▸ WHAT IS NEEDED
Which of the lines below contain the string "hillside"? Pick out and copy each of those lines, treating uppercase and lowercase letters as different.

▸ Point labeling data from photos
** begin **
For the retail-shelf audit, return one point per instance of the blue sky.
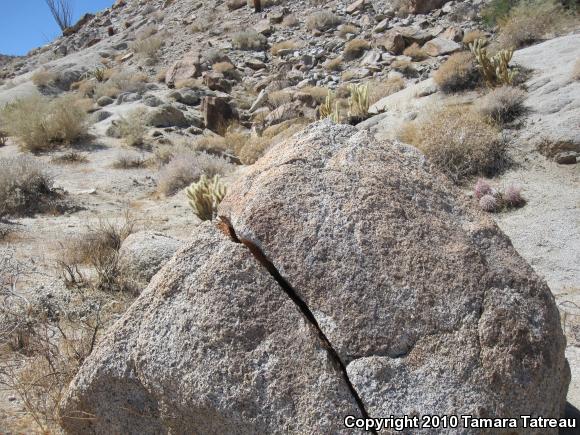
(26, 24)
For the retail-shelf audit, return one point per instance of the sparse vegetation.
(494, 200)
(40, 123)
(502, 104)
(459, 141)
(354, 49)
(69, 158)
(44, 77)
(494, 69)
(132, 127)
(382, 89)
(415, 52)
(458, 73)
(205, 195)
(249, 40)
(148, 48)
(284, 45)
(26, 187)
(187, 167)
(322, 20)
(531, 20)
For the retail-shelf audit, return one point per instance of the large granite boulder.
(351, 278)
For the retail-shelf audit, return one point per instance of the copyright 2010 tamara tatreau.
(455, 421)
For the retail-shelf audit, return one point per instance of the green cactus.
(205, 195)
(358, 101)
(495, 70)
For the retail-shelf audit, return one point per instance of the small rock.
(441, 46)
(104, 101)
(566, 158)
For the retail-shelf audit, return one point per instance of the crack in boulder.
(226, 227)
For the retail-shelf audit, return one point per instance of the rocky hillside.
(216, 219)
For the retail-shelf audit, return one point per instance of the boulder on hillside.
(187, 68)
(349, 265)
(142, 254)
** end **
** begin **
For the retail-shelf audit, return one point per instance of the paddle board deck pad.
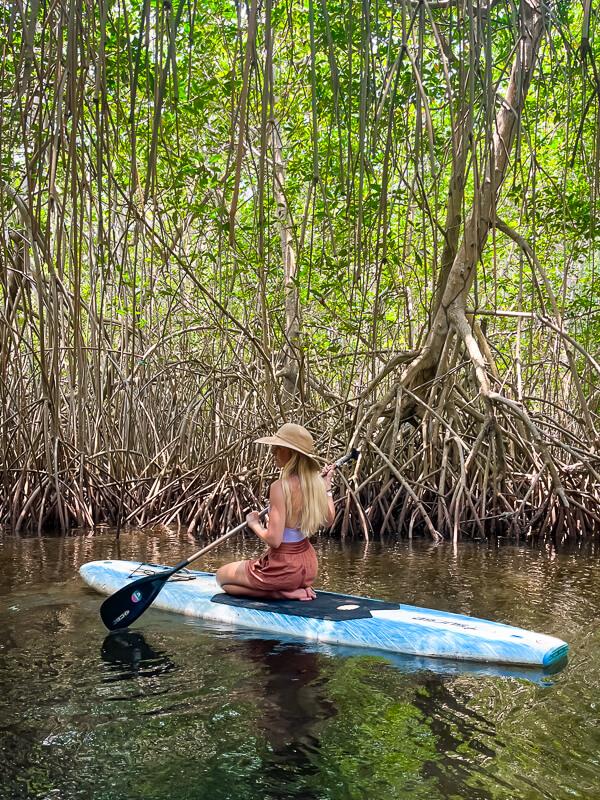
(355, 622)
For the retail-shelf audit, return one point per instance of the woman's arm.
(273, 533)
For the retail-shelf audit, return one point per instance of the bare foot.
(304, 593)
** end **
▸ SOLUTION TO THIS TASK
For the retail-shelf audit, return one point per instance of the rocky hillside.
For the retail-shelf audit, return one point per instance of the boulder on hillside.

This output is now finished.